## Objective
Convert the data, from its start up to and including the line with "Give the outline of every instance of the white closet", into a JSON list of strings with one string per line, skipping blank lines and leaving out the pictures.

## Entries shown

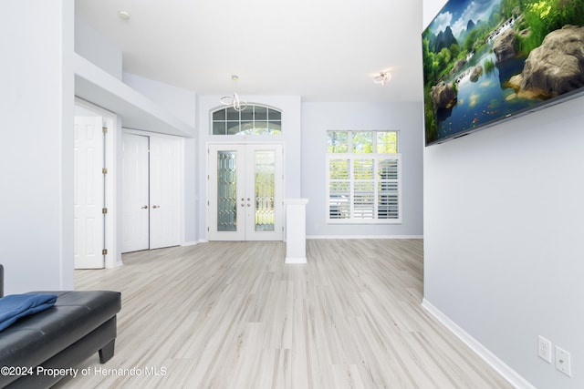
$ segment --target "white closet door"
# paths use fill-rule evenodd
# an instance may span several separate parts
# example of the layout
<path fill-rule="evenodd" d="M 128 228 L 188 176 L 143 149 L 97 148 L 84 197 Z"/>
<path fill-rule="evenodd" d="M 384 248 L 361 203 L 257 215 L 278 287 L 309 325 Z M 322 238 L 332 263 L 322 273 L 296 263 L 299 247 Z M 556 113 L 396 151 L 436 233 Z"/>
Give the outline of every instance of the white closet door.
<path fill-rule="evenodd" d="M 150 138 L 150 248 L 181 243 L 180 139 Z"/>
<path fill-rule="evenodd" d="M 104 142 L 101 117 L 76 117 L 74 130 L 74 264 L 104 267 Z"/>
<path fill-rule="evenodd" d="M 123 135 L 122 252 L 148 250 L 150 247 L 148 148 L 148 137 Z"/>

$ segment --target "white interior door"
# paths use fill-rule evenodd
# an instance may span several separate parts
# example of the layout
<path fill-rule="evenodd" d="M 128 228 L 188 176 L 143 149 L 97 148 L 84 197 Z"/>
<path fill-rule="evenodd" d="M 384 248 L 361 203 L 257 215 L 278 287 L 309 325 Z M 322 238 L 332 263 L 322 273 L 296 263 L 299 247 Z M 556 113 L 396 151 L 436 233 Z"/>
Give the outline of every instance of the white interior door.
<path fill-rule="evenodd" d="M 104 267 L 103 118 L 76 117 L 74 129 L 74 264 Z"/>
<path fill-rule="evenodd" d="M 148 149 L 148 137 L 123 134 L 122 252 L 148 250 L 150 247 Z"/>
<path fill-rule="evenodd" d="M 150 138 L 150 248 L 181 243 L 181 148 L 179 139 Z"/>
<path fill-rule="evenodd" d="M 209 146 L 210 241 L 282 240 L 282 145 Z"/>

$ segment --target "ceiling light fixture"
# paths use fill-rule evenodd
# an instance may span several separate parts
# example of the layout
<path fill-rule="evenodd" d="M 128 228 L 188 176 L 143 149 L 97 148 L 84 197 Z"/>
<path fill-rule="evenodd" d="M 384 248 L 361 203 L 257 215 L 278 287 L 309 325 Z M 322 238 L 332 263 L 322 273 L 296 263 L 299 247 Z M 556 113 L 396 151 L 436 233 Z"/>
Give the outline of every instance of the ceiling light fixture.
<path fill-rule="evenodd" d="M 232 81 L 237 81 L 238 79 L 238 76 L 233 75 L 231 77 Z M 239 96 L 235 92 L 234 96 L 224 96 L 220 100 L 224 106 L 233 106 L 234 109 L 237 112 L 241 112 L 247 107 L 247 102 L 240 99 Z"/>
<path fill-rule="evenodd" d="M 390 74 L 389 70 L 383 70 L 379 75 L 373 77 L 373 81 L 375 82 L 375 84 L 385 85 L 391 80 L 391 75 Z"/>
<path fill-rule="evenodd" d="M 221 97 L 221 104 L 224 106 L 233 106 L 234 109 L 241 112 L 247 107 L 247 102 L 241 100 L 239 96 L 234 92 L 234 96 L 224 96 Z"/>

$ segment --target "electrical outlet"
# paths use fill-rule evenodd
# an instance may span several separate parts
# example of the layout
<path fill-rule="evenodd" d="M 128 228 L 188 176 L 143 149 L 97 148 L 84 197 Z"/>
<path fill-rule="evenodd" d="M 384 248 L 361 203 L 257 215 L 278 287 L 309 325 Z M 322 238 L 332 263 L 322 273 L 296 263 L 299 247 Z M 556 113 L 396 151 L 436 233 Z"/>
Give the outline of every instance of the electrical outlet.
<path fill-rule="evenodd" d="M 562 372 L 568 377 L 572 376 L 572 370 L 570 367 L 569 353 L 556 346 L 556 369 Z"/>
<path fill-rule="evenodd" d="M 551 363 L 551 342 L 541 335 L 537 337 L 537 355 L 548 363 Z"/>

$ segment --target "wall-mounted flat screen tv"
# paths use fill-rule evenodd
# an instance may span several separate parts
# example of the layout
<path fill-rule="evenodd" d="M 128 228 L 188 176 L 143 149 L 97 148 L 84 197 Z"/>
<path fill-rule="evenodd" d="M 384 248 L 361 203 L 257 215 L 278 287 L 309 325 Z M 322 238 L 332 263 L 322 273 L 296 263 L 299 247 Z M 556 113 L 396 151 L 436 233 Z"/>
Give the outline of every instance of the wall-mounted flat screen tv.
<path fill-rule="evenodd" d="M 426 146 L 584 92 L 584 0 L 450 0 L 422 38 Z"/>

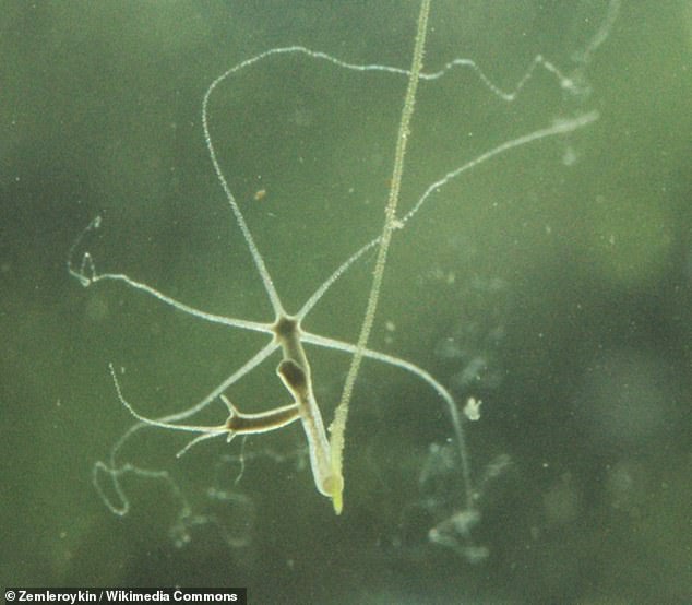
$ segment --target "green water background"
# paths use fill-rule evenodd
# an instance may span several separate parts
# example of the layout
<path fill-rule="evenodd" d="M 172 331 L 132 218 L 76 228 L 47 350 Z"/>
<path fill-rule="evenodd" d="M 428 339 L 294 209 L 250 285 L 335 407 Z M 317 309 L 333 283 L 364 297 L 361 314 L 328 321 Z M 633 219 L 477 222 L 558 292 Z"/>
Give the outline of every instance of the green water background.
<path fill-rule="evenodd" d="M 194 514 L 218 524 L 189 527 L 178 546 L 180 500 L 132 477 L 131 512 L 111 514 L 92 466 L 131 418 L 108 363 L 123 368 L 128 399 L 156 416 L 199 401 L 263 341 L 117 284 L 82 288 L 65 268 L 100 214 L 80 253 L 102 271 L 270 321 L 204 146 L 204 91 L 228 67 L 293 44 L 407 67 L 417 4 L 4 2 L 0 580 L 248 585 L 254 603 L 689 597 L 692 9 L 624 2 L 584 67 L 575 52 L 607 7 L 432 3 L 427 69 L 467 57 L 512 88 L 540 52 L 566 73 L 584 68 L 590 94 L 570 95 L 545 72 L 509 105 L 469 72 L 422 85 L 404 210 L 494 145 L 600 112 L 568 139 L 457 179 L 391 250 L 372 347 L 417 363 L 460 402 L 484 400 L 481 422 L 467 427 L 477 482 L 498 456 L 511 461 L 479 505 L 475 537 L 490 556 L 470 566 L 427 541 L 461 507 L 455 468 L 429 455 L 452 435 L 444 406 L 377 364 L 353 402 L 341 518 L 312 485 L 297 426 L 248 440 L 238 484 L 224 454 L 239 442 L 177 461 L 182 438 L 143 431 L 124 460 L 169 471 Z M 401 78 L 276 58 L 213 98 L 223 169 L 289 311 L 378 234 L 404 88 Z M 339 281 L 306 328 L 353 342 L 371 268 L 372 257 Z M 329 422 L 348 358 L 309 354 Z M 287 403 L 275 363 L 230 390 L 239 407 Z M 201 422 L 223 419 L 218 405 Z"/>

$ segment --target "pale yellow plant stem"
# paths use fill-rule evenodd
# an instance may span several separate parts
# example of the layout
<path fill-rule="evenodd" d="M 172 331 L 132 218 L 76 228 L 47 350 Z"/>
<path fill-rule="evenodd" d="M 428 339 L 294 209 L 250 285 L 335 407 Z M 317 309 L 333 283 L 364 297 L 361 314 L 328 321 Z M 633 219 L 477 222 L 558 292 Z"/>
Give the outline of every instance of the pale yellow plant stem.
<path fill-rule="evenodd" d="M 350 402 L 356 378 L 360 369 L 363 352 L 368 345 L 372 324 L 374 322 L 378 300 L 380 298 L 380 289 L 384 277 L 386 254 L 390 248 L 390 242 L 392 241 L 392 235 L 397 226 L 396 206 L 398 204 L 398 193 L 402 187 L 402 175 L 404 174 L 404 157 L 406 156 L 406 146 L 410 134 L 410 120 L 414 115 L 414 106 L 416 105 L 416 90 L 418 88 L 418 79 L 420 76 L 420 70 L 422 69 L 422 57 L 426 46 L 429 13 L 430 0 L 422 0 L 420 4 L 420 13 L 418 14 L 418 28 L 416 32 L 414 59 L 410 68 L 410 75 L 408 76 L 406 96 L 404 97 L 404 108 L 402 110 L 402 119 L 398 124 L 398 135 L 396 138 L 392 188 L 390 189 L 390 195 L 386 203 L 384 226 L 382 227 L 378 258 L 372 275 L 372 286 L 370 287 L 370 296 L 368 298 L 368 306 L 366 308 L 362 325 L 360 327 L 360 335 L 358 336 L 358 342 L 356 344 L 356 352 L 354 353 L 350 368 L 348 369 L 348 375 L 346 376 L 342 400 L 336 407 L 334 422 L 330 427 L 332 473 L 334 477 L 342 479 L 339 482 L 339 489 L 332 494 L 332 501 L 336 514 L 341 513 L 343 507 L 341 486 L 343 486 L 344 434 L 346 430 L 346 420 L 348 418 L 348 404 Z"/>

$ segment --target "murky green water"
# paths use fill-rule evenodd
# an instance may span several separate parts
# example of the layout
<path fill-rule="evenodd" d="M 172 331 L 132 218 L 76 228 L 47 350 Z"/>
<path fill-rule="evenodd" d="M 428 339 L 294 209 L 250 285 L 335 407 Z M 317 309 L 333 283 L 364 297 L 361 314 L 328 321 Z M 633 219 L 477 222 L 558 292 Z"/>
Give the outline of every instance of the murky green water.
<path fill-rule="evenodd" d="M 465 557 L 448 411 L 423 381 L 368 361 L 346 447 L 343 515 L 314 489 L 298 426 L 244 443 L 139 431 L 120 464 L 127 515 L 92 484 L 132 418 L 208 394 L 266 339 L 118 283 L 80 286 L 73 242 L 208 312 L 272 309 L 208 161 L 206 87 L 303 45 L 406 68 L 415 2 L 8 2 L 0 16 L 0 578 L 31 585 L 247 585 L 252 603 L 678 603 L 692 595 L 690 127 L 687 2 L 432 2 L 402 214 L 445 174 L 556 120 L 565 137 L 499 154 L 395 234 L 371 339 L 456 398 L 479 493 Z M 608 29 L 607 36 L 598 32 Z M 585 49 L 590 49 L 584 52 Z M 210 105 L 214 144 L 288 311 L 382 226 L 406 79 L 281 55 Z M 374 256 L 306 329 L 357 337 Z M 347 355 L 308 349 L 329 423 Z M 228 389 L 288 403 L 272 357 Z M 213 404 L 195 422 L 219 424 Z M 243 464 L 240 463 L 243 459 Z M 162 479 L 160 477 L 166 478 Z M 99 485 L 123 506 L 103 473 Z M 455 517 L 456 515 L 456 517 Z M 441 544 L 429 532 L 443 532 Z M 458 529 L 458 525 L 457 525 Z"/>

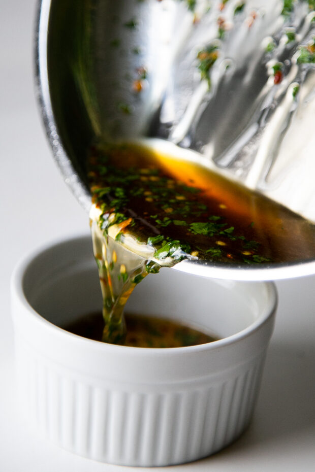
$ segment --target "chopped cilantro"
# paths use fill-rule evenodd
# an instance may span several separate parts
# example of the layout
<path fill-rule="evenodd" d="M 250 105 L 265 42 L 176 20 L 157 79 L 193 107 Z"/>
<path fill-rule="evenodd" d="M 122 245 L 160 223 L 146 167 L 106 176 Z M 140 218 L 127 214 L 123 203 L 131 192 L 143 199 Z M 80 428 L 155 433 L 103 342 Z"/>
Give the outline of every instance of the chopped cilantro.
<path fill-rule="evenodd" d="M 299 50 L 300 55 L 297 59 L 298 64 L 315 63 L 315 39 L 313 40 L 313 44 L 302 46 Z"/>
<path fill-rule="evenodd" d="M 297 94 L 299 92 L 299 90 L 300 90 L 299 85 L 296 85 L 295 87 L 293 87 L 293 90 L 292 90 L 292 96 L 294 98 L 295 98 L 295 97 L 296 97 Z"/>
<path fill-rule="evenodd" d="M 132 110 L 130 105 L 127 103 L 120 102 L 118 104 L 118 108 L 125 115 L 131 115 Z"/>
<path fill-rule="evenodd" d="M 161 243 L 164 240 L 164 237 L 162 236 L 162 234 L 159 234 L 158 236 L 153 236 L 151 238 L 148 238 L 147 244 L 149 244 L 150 246 L 153 246 L 154 244 L 158 244 L 159 243 Z"/>

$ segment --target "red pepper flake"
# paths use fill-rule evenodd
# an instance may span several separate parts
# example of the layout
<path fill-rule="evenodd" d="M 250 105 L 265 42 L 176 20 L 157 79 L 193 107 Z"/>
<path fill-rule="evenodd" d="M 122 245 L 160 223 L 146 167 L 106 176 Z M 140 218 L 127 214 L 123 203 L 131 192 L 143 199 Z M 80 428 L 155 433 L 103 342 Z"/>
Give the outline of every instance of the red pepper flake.
<path fill-rule="evenodd" d="M 282 74 L 281 71 L 277 71 L 274 74 L 274 82 L 275 84 L 279 84 L 282 78 Z"/>
<path fill-rule="evenodd" d="M 122 221 L 121 223 L 120 223 L 118 225 L 118 227 L 121 231 L 129 226 L 131 223 L 132 223 L 132 218 L 129 218 L 128 220 L 124 220 L 124 221 Z"/>

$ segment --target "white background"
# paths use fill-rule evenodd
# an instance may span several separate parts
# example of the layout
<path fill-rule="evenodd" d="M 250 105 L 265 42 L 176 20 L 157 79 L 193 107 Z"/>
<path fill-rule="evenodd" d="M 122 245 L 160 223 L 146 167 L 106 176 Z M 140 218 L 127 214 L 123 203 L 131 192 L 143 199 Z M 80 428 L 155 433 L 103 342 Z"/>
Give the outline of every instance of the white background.
<path fill-rule="evenodd" d="M 125 468 L 76 457 L 47 443 L 28 429 L 16 404 L 9 294 L 13 267 L 39 245 L 88 228 L 87 215 L 53 161 L 34 95 L 36 4 L 0 0 L 0 471 L 120 471 Z M 249 428 L 212 457 L 163 472 L 314 470 L 315 276 L 277 286 L 276 326 Z"/>

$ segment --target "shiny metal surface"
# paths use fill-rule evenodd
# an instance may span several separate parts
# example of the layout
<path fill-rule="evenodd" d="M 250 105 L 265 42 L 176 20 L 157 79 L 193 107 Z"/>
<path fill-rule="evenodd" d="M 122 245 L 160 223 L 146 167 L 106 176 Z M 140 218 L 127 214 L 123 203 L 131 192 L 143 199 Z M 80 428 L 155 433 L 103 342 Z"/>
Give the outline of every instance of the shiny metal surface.
<path fill-rule="evenodd" d="M 281 39 L 280 0 L 249 1 L 239 16 L 234 14 L 236 3 L 227 3 L 224 37 L 217 39 L 220 3 L 212 2 L 208 10 L 209 2 L 200 0 L 194 12 L 179 0 L 40 3 L 37 89 L 42 113 L 65 179 L 87 211 L 90 143 L 152 137 L 197 151 L 218 172 L 315 220 L 313 64 L 297 67 L 296 42 Z M 313 12 L 307 14 L 306 3 L 300 3 L 294 26 L 303 42 L 311 37 Z M 266 41 L 276 45 L 274 50 L 266 52 Z M 210 44 L 219 46 L 220 56 L 202 80 L 198 54 Z M 277 60 L 286 75 L 275 87 L 270 69 Z M 298 100 L 292 98 L 296 84 Z M 295 145 L 303 148 L 298 156 L 290 141 L 294 129 Z M 275 279 L 313 273 L 315 262 L 241 270 L 183 261 L 176 268 Z"/>

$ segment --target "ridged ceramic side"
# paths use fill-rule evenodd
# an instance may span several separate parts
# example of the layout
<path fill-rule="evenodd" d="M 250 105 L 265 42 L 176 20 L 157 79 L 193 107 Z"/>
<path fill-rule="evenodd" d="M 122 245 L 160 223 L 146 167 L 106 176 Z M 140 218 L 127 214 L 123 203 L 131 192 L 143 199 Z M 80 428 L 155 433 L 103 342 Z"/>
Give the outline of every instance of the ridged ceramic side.
<path fill-rule="evenodd" d="M 40 308 L 49 304 L 47 294 L 50 291 L 52 295 L 58 286 L 53 288 L 51 282 L 61 274 L 65 277 L 68 257 L 73 269 L 69 277 L 80 280 L 77 297 L 72 300 L 78 307 L 81 295 L 86 296 L 81 293 L 83 287 L 89 290 L 93 267 L 89 248 L 87 239 L 52 247 L 24 261 L 13 277 L 18 388 L 23 409 L 32 422 L 52 441 L 74 453 L 129 465 L 188 462 L 229 444 L 251 416 L 272 330 L 276 298 L 273 286 L 205 279 L 198 283 L 198 278 L 192 281 L 191 277 L 190 286 L 196 284 L 194 290 L 207 284 L 208 292 L 203 296 L 209 305 L 211 291 L 219 296 L 223 290 L 227 302 L 229 296 L 234 297 L 236 313 L 238 309 L 256 311 L 248 326 L 224 340 L 191 348 L 148 350 L 105 345 L 56 327 L 28 305 L 32 302 Z M 45 278 L 49 260 L 54 266 L 50 266 Z M 39 285 L 35 274 L 41 278 Z M 153 280 L 152 283 L 163 286 L 160 279 Z M 182 282 L 189 276 L 167 269 L 165 277 L 169 285 L 170 277 Z M 38 296 L 40 286 L 44 297 Z M 197 300 L 201 296 L 196 296 Z M 142 293 L 139 297 L 135 296 L 132 308 L 133 302 L 141 306 Z M 98 298 L 92 296 L 92 311 L 97 302 Z M 163 304 L 167 305 L 166 300 L 161 301 L 162 312 Z M 49 319 L 52 314 L 46 312 Z M 56 316 L 60 324 L 58 316 L 60 313 Z M 202 324 L 201 319 L 198 323 Z"/>

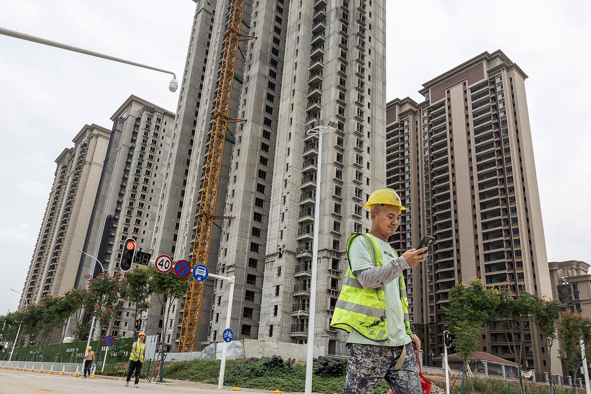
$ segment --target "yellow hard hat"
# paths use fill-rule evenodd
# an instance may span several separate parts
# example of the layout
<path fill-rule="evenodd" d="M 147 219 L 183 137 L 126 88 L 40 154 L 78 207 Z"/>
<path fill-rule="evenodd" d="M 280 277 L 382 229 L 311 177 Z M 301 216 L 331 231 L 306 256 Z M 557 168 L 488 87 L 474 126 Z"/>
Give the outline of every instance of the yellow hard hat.
<path fill-rule="evenodd" d="M 374 190 L 369 196 L 365 207 L 368 209 L 371 209 L 371 206 L 375 204 L 394 205 L 400 207 L 401 211 L 406 210 L 406 208 L 402 206 L 402 203 L 400 201 L 400 197 L 398 194 L 396 193 L 395 190 L 389 187 L 383 187 Z"/>

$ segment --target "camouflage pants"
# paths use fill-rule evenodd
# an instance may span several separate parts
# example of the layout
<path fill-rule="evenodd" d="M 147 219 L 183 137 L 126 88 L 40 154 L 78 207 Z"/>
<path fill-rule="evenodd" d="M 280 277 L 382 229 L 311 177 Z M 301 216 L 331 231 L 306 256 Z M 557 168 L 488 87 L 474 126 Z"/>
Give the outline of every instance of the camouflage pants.
<path fill-rule="evenodd" d="M 396 370 L 394 368 L 402 346 L 350 344 L 343 394 L 372 394 L 382 379 L 394 394 L 423 394 L 413 346 L 409 343 L 406 346 L 404 364 L 401 369 Z"/>

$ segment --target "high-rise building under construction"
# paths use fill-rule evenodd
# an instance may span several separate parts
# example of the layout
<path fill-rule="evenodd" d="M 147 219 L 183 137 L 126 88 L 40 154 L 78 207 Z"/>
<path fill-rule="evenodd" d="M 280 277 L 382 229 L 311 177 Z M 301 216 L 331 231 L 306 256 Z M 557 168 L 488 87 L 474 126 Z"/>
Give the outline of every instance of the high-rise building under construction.
<path fill-rule="evenodd" d="M 314 197 L 323 169 L 316 343 L 343 351 L 329 328 L 347 237 L 369 227 L 362 207 L 385 170 L 385 2 L 246 1 L 207 266 L 236 276 L 236 338 L 307 341 Z M 197 2 L 154 253 L 189 259 L 229 2 Z M 304 127 L 333 122 L 318 163 Z M 189 149 L 187 151 L 187 149 Z M 188 152 L 188 157 L 187 157 Z M 219 341 L 228 285 L 206 281 L 197 340 Z M 183 308 L 165 322 L 176 349 Z"/>
<path fill-rule="evenodd" d="M 388 104 L 387 183 L 407 208 L 392 245 L 404 250 L 424 235 L 436 239 L 407 276 L 427 362 L 443 352 L 443 308 L 457 282 L 552 294 L 526 78 L 501 51 L 485 52 L 425 83 L 423 102 Z M 533 322 L 525 325 L 523 364 L 541 372 L 548 351 Z M 480 350 L 515 361 L 506 330 L 483 331 Z"/>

## Final result
[
  "$ segment --target \"white closet door\"",
  "# paths use fill-rule evenodd",
  "# an instance may span several separate parts",
  "# example of the layout",
  "<path fill-rule=\"evenodd\" d=\"M 128 228 L 188 176 L 143 149 L 97 148 L 84 197 Z\"/>",
  "<path fill-rule=\"evenodd\" d=\"M 384 248 L 361 203 L 257 215 L 278 287 L 309 325 Z M 322 238 L 332 263 L 322 273 L 296 263 L 299 247 Z M 556 113 L 396 151 L 436 233 Z\"/>",
  "Give the outline of every instance of the white closet door."
]